# TEXTO FORNECIDO:
··········

Vai o Reino Unido mudar?

Amanhã o Reino Unido vai a votos.
Na sequência do resultado do referendo sobre a permanência na União Europeia, que ditou o Brexit, e do consequente abandono do poder por parte de David Cameron, a primeira-ministra Theresa May optou por dissolver a Câmara dos Comuns para relegitimar o seu governo, reforçar a sua maioria e refrescar a sua liderança. Tudo para, em seu dizer, se encontrar em posição mais vantajosa para negociar com Bruxelas as condições de saída do Reino da União. Quando dissolveu a Câmara, as sondagens eram-lhe simpáticas: mais de vinte pontos percentuais de vantagem sobre um Partido Trabalhista anémico, radicalizado à esquerda em torno da liderança de um pouco ou nada carismático Jeremy Corbyn. May avaliou as suas possibilidades e arriscou. No entretanto, políticas internas mal percebidas ou mal explicadas, uma dose inesperada de arrogância que a levou a recusar debates eleitorais em que se fez substituir, uma colagem em muitos pontos da política externa às posições de Donald Trump e, sobretudo, a onda de ataques terroristas que teve obrigou a suspender a campanha eleitoral por duas vezes, na sequência dos ataques de Manchester e da London Bridge do passado sábado – tudo contribuiu para baralhar as opiniões e as sondagens, a ponto de, no momento em que este texto é escrito, a menos de 24 horas da abertura das urnas, os últimos números disponíveis apontem para a perda da maioria absoluta dos tories em Westminster e, necessariamente, para o surgimento de um governo mais débil, de uma maioria provavelmente só alcançada através de acordos parlamentares, ou seja, todo o contrário daquilo que Theresa May pretendia ao convocar estas eleições legislativas antecipadas.

··········

# TAREFA 1:
Repita sem qualquer alteração o trecho da listagem abaixo que vai da linha que contém "Implementations MUST put a point on every instance of the apple" até o fim da listagem, com ambas as extremidades incluídas.

··········

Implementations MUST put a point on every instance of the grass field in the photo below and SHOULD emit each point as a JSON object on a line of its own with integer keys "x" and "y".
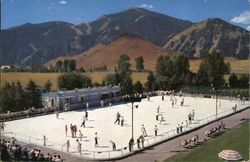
{"x": 236, "y": 139}
{"x": 237, "y": 66}
{"x": 41, "y": 78}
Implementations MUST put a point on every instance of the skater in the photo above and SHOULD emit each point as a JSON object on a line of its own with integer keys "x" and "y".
{"x": 156, "y": 130}
{"x": 57, "y": 114}
{"x": 83, "y": 122}
{"x": 118, "y": 115}
{"x": 75, "y": 130}
{"x": 189, "y": 118}
{"x": 138, "y": 143}
{"x": 80, "y": 135}
{"x": 113, "y": 145}
{"x": 181, "y": 127}
{"x": 96, "y": 140}
{"x": 101, "y": 103}
{"x": 87, "y": 106}
{"x": 67, "y": 145}
{"x": 44, "y": 140}
{"x": 143, "y": 130}
{"x": 79, "y": 146}
{"x": 142, "y": 141}
{"x": 177, "y": 128}
{"x": 131, "y": 144}
{"x": 72, "y": 130}
{"x": 86, "y": 114}
{"x": 158, "y": 109}
{"x": 193, "y": 114}
{"x": 66, "y": 130}
{"x": 122, "y": 121}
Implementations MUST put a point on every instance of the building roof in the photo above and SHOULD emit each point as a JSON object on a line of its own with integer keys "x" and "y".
{"x": 82, "y": 92}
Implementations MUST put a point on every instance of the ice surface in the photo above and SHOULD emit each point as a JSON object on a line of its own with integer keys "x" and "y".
{"x": 101, "y": 120}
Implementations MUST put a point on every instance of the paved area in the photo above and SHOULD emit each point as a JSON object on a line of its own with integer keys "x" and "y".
{"x": 161, "y": 151}
{"x": 172, "y": 147}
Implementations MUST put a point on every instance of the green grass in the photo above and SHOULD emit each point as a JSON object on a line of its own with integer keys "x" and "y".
{"x": 236, "y": 139}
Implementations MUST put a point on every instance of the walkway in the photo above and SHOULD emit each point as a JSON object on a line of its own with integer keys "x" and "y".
{"x": 167, "y": 149}
{"x": 162, "y": 151}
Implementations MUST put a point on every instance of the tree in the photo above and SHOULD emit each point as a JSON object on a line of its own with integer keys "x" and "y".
{"x": 47, "y": 86}
{"x": 150, "y": 81}
{"x": 139, "y": 63}
{"x": 73, "y": 80}
{"x": 244, "y": 81}
{"x": 123, "y": 75}
{"x": 164, "y": 71}
{"x": 138, "y": 88}
{"x": 33, "y": 95}
{"x": 59, "y": 65}
{"x": 233, "y": 81}
{"x": 110, "y": 79}
{"x": 212, "y": 69}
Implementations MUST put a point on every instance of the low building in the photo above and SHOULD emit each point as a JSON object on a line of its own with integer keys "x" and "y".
{"x": 78, "y": 98}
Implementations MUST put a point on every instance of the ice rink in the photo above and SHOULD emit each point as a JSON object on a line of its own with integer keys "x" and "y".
{"x": 101, "y": 120}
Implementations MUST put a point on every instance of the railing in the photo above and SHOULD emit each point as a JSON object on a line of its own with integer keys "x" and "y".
{"x": 119, "y": 153}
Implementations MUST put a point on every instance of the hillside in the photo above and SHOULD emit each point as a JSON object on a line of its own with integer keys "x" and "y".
{"x": 211, "y": 34}
{"x": 40, "y": 43}
{"x": 108, "y": 55}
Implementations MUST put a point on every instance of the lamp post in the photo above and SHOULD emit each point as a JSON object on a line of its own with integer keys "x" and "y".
{"x": 132, "y": 100}
{"x": 216, "y": 100}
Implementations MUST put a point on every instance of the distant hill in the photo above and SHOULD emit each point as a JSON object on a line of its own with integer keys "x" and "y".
{"x": 40, "y": 43}
{"x": 108, "y": 55}
{"x": 43, "y": 42}
{"x": 211, "y": 34}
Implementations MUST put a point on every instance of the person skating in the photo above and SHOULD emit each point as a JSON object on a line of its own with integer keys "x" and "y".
{"x": 67, "y": 145}
{"x": 44, "y": 140}
{"x": 118, "y": 115}
{"x": 80, "y": 135}
{"x": 131, "y": 144}
{"x": 138, "y": 143}
{"x": 143, "y": 130}
{"x": 83, "y": 122}
{"x": 79, "y": 149}
{"x": 96, "y": 140}
{"x": 86, "y": 114}
{"x": 122, "y": 121}
{"x": 158, "y": 109}
{"x": 113, "y": 145}
{"x": 72, "y": 130}
{"x": 156, "y": 130}
{"x": 193, "y": 113}
{"x": 66, "y": 130}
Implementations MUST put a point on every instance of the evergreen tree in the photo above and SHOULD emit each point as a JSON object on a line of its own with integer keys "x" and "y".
{"x": 150, "y": 81}
{"x": 212, "y": 69}
{"x": 47, "y": 86}
{"x": 233, "y": 81}
{"x": 138, "y": 88}
{"x": 139, "y": 63}
{"x": 33, "y": 95}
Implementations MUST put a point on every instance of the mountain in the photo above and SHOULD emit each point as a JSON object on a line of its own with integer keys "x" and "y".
{"x": 108, "y": 55}
{"x": 211, "y": 34}
{"x": 40, "y": 43}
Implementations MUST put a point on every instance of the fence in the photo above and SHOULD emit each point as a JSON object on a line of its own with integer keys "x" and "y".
{"x": 121, "y": 152}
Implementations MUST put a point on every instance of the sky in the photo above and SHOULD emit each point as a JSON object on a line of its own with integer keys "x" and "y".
{"x": 18, "y": 12}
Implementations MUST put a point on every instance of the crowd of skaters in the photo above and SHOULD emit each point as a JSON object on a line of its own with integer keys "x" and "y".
{"x": 10, "y": 150}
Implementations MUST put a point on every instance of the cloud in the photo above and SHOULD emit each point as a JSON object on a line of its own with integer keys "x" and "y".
{"x": 244, "y": 18}
{"x": 248, "y": 28}
{"x": 62, "y": 2}
{"x": 146, "y": 6}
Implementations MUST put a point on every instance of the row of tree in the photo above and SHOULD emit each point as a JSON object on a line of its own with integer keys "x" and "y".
{"x": 14, "y": 97}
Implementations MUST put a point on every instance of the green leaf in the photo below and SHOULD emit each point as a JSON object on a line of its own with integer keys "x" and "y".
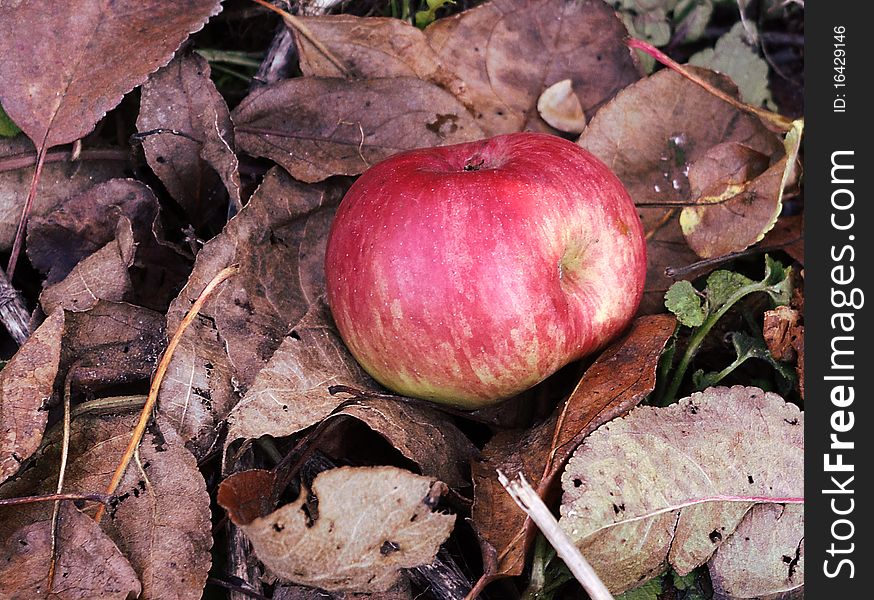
{"x": 648, "y": 591}
{"x": 426, "y": 17}
{"x": 683, "y": 300}
{"x": 7, "y": 127}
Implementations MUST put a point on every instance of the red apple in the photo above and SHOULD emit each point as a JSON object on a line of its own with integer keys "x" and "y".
{"x": 466, "y": 274}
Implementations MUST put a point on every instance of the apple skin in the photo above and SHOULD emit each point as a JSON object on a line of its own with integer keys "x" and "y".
{"x": 466, "y": 274}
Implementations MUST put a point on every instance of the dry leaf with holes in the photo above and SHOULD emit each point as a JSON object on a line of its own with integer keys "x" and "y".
{"x": 371, "y": 522}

··········

# TAREFA 2:
De acordo com o texto sobre as eleições no Reino Unido, que vantagem sobre o Partido Trabalhista as sondagens davam a Theresa May quando ela dissolveu a Câmara dos Comuns?

# RESPOSTA 1:
Implementations MUST put a point on every instance of the apple skin in the photo above and SHOULD emit each point as a JSON object on a line of its own with integer keys "x" and "y".
{"x": 466, "y": 274}
Implementations MUST put a point on every instance of the dry leaf with holes in the photo above and SHOULD emit each point as a JSON object on a line of its own with integer keys "x" and "y".
{"x": 371, "y": 522}

# RESPOSTA 2:
Mais de vinte pontos percentuais.